Pada aspek sosial, PT Vale Indonesia Tbk telah menuntaskan penyusunan Rencana Induk Program Pengembangan dan Pemberdayaan Masyarakat (PPM) periode 2023-2027 yang fokus, pada program pendidikan, kesehatan, tingkat pendapatan riil, kemandirian ekonomi, sosial budaya, lingkungan sosial, kelembagaan kemasyarakatan dan pembangunan infrastruktur. 

“Untuk itu, kami terus berupaya berkontribusi dalam pembangunan infrastruktur, membuka lapangan kerja  bagi masyarakat lokal dan kontraktor lokal, serta pengembangan masyarakat agar dapat hidup mandiri di luar  sektor pertambangan atau masyarakat mandiri pasca tambang,” terangnya.

Untuk skala yang lebih luas, praktik pertambangan yang dilakukan PT Vale Indonesia Tbk bisa menjadi titik tolak bagi Indonesia untuk memudarkan stigma 'Dirty Nickel'. Sekaligus menjadi sebuah manifestasi dari aksi nyata pemerintah dan pelaku industri mewujudkan penghiliran yang lebih bersih.

Dalam beberapa tahun terakhir, praktik keberlanjutan dan prinsip ESG yang dilakukan PT Vale Indonesia Tbk menjadi titik perhatian seluruh elemen, termasuk pemerintah. Bahkan, Presiden Joko Widodo serta sejumlah menteri-menterinya silih berganti mengunjungi basis operasional Vale Indonesia di Blok Sorowako, Sulawesi Selatan.

Nikel Bersih dan Berkelanjutan di Jantung Sulawesi

Pada medio Maret 2023 lalu, Kepala Negara saat berkunjung langsung ke Blok Sorowako secara gamblang menyebut praktik tambang Vale Indonesia harus direplikasi oleh perusahaan-perusahaan tambang di Indonesia. Itu dilontarkan Presiden Jokowi pada saat proses divestasi Vale Indonesia tahap kedua masih sementara berjalan, dimana pada kurang lebih 14 bulan kemudian hal itu rampung disertai dengan Izin Usaha Pertambangan Khusus (IUPK) untuk perseroan diterbitkan pemerintah.

Untuk kedepannya, PT Vale Indonesia Tbk bisa menjadi kartu “truf” bagi Indonesia di tataran global dalam mengeliminasi stereotip nikel kotor (dirty nickel) yang disematkan oleh komunitas dunia terhadap industri nikel Tanah Air.

● **CUPLIKAN DATA**:
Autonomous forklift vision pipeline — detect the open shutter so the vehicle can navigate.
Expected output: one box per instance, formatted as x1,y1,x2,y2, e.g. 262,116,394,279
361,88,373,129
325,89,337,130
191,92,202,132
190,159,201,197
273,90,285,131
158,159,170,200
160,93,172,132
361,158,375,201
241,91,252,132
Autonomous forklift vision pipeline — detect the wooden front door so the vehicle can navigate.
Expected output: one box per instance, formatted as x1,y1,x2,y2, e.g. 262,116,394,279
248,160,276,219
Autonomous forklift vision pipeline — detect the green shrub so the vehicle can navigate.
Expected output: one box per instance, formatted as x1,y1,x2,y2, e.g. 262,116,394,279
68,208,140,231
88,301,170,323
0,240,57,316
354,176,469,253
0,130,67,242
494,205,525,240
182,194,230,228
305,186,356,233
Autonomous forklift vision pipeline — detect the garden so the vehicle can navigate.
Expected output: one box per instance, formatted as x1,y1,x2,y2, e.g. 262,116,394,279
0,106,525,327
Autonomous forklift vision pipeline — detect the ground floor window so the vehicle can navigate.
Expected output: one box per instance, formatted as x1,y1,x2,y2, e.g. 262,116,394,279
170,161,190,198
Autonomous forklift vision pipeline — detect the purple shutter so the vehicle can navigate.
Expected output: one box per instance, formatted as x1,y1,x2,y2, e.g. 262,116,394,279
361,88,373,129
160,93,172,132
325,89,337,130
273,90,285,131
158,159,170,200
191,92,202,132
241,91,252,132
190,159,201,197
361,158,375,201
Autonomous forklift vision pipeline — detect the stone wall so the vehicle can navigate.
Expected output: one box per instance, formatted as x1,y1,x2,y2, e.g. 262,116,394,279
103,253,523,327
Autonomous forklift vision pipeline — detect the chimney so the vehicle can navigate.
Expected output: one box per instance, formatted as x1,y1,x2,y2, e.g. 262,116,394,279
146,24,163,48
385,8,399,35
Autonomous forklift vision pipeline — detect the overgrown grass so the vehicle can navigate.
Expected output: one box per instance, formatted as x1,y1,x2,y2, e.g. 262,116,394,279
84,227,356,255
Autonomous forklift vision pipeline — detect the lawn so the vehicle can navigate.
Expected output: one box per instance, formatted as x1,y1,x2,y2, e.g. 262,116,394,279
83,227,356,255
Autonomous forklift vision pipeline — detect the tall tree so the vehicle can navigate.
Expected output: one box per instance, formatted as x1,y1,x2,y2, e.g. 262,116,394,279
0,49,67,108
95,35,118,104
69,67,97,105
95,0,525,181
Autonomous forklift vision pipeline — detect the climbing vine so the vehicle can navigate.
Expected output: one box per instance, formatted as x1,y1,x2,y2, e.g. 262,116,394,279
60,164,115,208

● **INSTRUKSI**:
Tolong jawab pertanyaan berikut berdasarkan teks bacaan tentang PT Vale Indonesia Tbk.
1. Untuk periode berapa Rencana Induk Program Pengembangan dan Pemberdayaan Masyarakat (PPM) disusun?
2. Di mana letak basis operasional Vale Indonesia yang dikunjungi Presiden Joko Widodo?
3. Kapan Kepala Negara berkunjung langsung ke Blok Sorowako?

● **HASIL LATIHAN**:
1. Periode 2023-2027.
2. Di Blok Sorowako, Sulawesi Selatan.
3. Pada medio Maret 2023.